WHAT TO WORK ON.
Gather all lines from the material that contain "surface".

PROVIDED MATERIAL: Begin

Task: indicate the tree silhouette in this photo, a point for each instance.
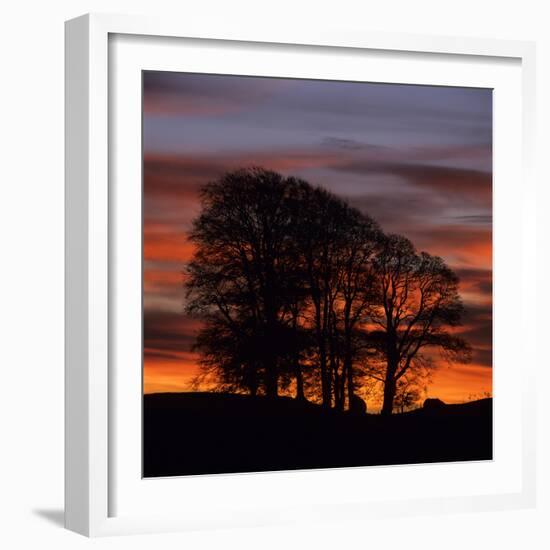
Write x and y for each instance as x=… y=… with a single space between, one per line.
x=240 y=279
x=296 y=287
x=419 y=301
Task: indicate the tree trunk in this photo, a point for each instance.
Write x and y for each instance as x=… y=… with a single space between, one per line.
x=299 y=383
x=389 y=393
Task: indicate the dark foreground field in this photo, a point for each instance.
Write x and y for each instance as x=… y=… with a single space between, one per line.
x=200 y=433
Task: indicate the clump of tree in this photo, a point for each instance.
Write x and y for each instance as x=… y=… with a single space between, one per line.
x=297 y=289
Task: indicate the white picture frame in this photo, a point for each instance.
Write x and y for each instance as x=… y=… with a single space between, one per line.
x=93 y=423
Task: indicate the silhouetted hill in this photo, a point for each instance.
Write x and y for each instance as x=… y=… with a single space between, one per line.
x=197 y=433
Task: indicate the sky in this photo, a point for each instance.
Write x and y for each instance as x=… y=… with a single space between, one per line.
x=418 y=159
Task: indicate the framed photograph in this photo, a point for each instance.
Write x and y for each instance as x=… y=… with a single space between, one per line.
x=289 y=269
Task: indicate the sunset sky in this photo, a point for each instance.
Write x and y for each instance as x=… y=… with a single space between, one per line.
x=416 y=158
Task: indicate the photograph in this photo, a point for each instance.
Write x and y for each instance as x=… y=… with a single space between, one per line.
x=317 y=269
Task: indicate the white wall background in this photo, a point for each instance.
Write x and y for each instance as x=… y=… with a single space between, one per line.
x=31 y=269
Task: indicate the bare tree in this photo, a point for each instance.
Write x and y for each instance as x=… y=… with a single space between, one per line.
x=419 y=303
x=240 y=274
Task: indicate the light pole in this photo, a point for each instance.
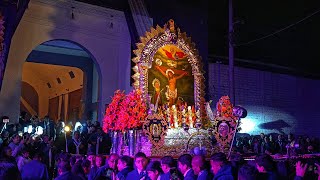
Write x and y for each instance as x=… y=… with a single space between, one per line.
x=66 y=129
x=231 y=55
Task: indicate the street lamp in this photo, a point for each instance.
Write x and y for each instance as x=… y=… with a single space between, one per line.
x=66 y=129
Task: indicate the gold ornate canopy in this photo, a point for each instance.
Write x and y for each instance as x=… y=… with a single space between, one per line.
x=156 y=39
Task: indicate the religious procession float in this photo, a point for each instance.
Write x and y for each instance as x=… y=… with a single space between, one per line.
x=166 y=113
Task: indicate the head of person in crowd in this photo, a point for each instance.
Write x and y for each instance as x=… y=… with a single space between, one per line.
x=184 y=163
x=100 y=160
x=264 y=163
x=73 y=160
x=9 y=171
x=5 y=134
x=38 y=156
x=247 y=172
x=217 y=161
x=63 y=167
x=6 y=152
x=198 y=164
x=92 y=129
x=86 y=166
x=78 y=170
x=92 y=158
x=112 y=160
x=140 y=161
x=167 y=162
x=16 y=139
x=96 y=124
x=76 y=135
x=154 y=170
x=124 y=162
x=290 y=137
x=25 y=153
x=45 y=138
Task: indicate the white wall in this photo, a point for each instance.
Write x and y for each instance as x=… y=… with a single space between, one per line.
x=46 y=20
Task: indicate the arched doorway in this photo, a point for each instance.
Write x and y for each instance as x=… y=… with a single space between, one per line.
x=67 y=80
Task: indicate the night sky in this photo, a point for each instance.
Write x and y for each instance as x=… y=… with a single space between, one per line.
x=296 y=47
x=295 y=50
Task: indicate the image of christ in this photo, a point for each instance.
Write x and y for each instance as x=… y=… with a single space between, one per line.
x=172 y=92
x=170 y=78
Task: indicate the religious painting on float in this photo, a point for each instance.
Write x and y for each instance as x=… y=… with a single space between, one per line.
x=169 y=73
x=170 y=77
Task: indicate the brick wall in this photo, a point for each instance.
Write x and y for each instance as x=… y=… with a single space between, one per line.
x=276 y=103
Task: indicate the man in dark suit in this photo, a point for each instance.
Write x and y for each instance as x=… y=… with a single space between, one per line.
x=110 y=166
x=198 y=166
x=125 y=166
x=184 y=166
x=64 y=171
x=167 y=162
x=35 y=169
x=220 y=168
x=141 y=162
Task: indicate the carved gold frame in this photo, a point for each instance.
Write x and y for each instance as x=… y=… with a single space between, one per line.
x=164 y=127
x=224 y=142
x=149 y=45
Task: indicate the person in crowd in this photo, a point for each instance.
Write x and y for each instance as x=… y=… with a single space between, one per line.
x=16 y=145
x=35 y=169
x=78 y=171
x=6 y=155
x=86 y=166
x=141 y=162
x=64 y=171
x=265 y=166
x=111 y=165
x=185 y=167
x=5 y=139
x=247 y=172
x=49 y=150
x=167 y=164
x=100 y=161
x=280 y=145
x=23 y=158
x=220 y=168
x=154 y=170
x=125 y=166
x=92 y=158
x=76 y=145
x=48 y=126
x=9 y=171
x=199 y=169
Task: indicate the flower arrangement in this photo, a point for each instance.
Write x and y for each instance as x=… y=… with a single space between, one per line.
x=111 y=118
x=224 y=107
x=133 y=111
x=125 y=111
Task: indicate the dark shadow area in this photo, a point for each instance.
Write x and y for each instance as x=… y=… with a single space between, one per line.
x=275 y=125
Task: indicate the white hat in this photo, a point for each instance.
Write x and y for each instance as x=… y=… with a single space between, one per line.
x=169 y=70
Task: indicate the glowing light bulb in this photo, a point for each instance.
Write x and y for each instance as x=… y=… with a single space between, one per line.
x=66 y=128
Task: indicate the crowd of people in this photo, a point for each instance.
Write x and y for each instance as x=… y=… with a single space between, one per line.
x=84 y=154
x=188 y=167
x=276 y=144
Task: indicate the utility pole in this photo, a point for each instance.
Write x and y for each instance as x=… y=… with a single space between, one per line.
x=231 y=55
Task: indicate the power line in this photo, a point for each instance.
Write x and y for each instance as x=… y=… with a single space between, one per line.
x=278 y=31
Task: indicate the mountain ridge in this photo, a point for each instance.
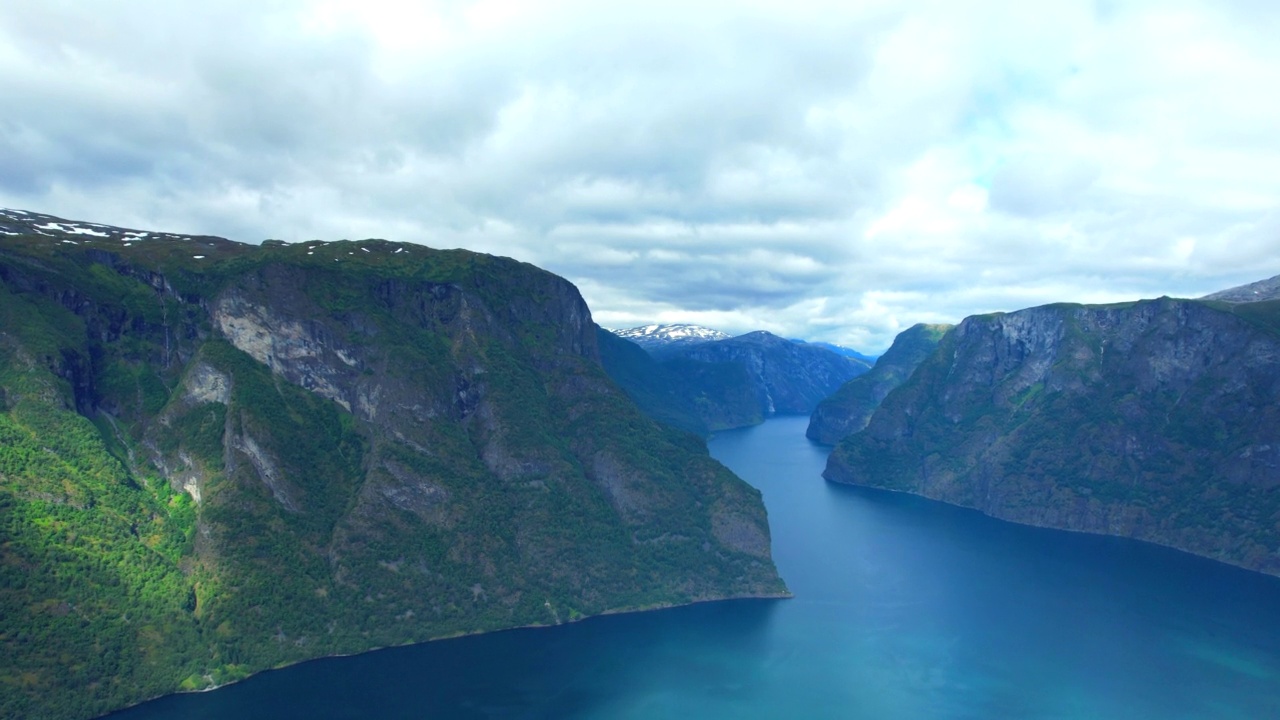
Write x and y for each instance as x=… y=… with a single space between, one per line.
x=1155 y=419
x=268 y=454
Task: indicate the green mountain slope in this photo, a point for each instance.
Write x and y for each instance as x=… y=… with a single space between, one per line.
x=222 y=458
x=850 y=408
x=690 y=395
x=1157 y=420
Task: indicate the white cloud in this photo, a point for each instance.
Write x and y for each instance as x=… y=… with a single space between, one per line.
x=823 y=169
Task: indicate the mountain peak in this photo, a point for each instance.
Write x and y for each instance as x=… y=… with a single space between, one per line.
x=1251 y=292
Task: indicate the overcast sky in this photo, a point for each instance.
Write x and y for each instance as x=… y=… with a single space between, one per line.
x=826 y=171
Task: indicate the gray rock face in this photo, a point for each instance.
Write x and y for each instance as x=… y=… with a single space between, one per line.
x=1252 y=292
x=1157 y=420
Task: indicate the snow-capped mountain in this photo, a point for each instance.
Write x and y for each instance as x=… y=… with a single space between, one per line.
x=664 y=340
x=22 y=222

PROVIDED MATERIAL: End
PROVIDED MATERIAL: Begin

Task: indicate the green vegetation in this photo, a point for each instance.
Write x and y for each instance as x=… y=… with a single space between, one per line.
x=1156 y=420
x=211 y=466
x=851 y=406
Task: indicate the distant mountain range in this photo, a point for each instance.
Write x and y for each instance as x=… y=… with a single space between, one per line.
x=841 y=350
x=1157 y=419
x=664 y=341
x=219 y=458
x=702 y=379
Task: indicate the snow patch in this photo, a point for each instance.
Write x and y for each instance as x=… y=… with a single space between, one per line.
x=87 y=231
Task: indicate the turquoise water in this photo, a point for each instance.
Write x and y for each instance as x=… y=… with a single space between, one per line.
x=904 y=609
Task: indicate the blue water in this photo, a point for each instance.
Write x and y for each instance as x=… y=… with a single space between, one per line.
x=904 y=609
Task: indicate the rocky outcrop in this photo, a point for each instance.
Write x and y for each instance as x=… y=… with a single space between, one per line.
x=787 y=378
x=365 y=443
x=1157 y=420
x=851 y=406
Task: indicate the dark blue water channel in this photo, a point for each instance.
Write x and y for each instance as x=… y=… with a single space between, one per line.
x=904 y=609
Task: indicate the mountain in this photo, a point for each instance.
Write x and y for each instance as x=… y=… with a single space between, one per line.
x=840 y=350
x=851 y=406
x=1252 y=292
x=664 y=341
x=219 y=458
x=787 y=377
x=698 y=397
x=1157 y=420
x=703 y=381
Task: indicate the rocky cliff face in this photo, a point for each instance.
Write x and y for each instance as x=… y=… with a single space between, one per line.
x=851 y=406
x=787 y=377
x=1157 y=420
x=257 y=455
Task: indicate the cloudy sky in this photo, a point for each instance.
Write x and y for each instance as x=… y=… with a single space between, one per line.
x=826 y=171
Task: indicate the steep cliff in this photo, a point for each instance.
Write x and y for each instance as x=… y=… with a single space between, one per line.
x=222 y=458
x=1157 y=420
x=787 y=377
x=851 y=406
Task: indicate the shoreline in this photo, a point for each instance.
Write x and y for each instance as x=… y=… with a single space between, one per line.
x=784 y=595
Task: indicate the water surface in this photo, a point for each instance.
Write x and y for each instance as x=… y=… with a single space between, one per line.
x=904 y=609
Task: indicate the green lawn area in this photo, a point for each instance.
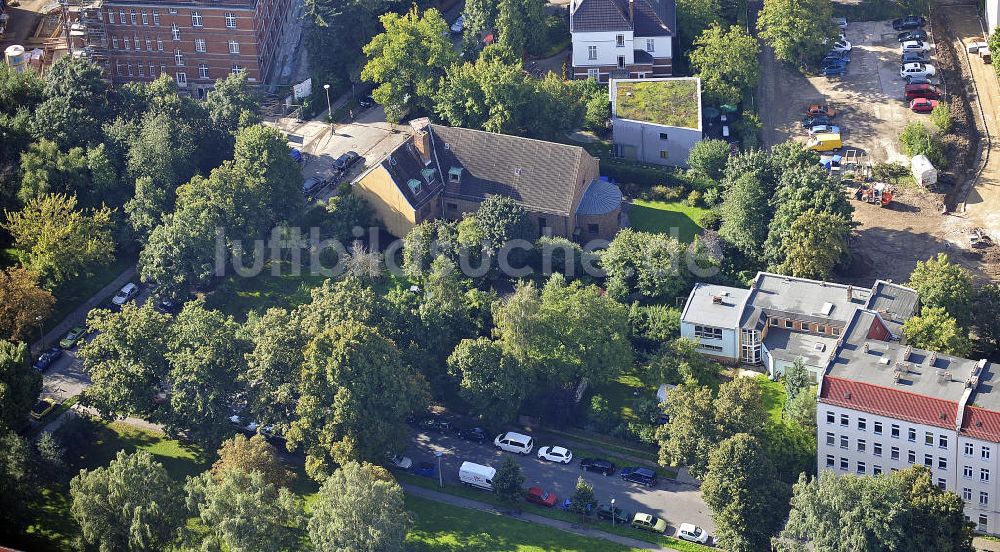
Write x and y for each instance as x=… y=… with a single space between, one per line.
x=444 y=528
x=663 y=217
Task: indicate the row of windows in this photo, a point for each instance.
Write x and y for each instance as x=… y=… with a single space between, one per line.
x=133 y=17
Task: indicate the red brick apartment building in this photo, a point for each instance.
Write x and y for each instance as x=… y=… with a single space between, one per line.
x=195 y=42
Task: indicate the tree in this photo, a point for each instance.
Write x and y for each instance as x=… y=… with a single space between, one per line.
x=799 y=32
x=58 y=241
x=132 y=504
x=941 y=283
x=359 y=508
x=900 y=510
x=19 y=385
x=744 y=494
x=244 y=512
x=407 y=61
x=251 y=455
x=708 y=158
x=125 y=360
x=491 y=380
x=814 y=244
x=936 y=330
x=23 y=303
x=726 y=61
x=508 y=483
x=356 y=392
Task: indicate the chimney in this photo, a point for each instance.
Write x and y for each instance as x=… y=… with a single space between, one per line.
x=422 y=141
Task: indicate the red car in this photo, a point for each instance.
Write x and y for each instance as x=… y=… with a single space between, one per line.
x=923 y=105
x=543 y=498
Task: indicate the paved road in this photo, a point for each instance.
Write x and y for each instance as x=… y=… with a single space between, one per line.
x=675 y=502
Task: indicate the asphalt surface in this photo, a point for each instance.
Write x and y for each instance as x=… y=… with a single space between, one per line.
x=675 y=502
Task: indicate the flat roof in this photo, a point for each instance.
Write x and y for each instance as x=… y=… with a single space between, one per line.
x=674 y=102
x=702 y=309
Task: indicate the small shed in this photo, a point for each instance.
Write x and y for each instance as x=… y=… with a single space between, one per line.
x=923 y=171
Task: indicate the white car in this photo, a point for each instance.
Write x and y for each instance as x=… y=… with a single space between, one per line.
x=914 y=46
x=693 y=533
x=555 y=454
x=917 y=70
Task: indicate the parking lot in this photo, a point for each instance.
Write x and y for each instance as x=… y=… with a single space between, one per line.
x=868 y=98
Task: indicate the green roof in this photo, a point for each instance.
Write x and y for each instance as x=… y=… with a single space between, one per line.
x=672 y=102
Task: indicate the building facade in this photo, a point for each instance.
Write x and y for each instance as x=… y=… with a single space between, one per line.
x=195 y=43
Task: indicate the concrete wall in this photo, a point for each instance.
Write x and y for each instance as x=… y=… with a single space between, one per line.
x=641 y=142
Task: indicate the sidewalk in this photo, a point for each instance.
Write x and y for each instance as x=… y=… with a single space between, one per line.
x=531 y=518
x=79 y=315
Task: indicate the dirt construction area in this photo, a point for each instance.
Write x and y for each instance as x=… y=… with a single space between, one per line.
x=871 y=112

PROVIDED MATERIAL: End
PROVIDED MATERIAL: Begin

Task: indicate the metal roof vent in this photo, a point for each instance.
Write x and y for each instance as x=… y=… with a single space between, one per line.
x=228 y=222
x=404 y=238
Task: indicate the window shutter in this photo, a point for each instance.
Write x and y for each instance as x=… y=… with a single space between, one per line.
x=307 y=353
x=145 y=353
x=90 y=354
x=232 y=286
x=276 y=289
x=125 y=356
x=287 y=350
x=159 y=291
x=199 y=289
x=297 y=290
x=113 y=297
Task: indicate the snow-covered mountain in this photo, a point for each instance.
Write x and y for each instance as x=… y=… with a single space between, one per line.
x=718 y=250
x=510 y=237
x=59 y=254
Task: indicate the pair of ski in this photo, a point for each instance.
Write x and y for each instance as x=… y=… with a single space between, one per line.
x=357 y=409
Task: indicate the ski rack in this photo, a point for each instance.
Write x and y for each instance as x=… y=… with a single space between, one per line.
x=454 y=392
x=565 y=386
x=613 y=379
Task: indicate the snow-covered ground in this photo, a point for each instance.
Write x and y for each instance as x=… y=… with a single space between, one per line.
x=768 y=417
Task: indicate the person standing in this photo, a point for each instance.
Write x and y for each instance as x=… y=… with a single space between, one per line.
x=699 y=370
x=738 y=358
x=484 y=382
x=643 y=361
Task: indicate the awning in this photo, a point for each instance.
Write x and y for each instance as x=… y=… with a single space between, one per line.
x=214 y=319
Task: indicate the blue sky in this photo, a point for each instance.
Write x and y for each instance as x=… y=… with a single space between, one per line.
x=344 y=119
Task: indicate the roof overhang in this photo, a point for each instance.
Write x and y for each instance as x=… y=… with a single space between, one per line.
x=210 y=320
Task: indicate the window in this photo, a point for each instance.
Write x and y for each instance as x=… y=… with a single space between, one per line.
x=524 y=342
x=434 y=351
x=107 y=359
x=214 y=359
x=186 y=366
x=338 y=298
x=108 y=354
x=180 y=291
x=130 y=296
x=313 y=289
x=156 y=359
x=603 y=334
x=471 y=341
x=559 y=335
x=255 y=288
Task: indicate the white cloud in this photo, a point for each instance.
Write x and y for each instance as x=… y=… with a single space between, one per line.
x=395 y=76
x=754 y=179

PROVIDED MATERIAL: End

RESPONSE FOR THIS EXERCISE.
Task: indicate the water surface in this photo, a point for each instance.
Task: indicate the asphalt surface in this photo, a point for each instance.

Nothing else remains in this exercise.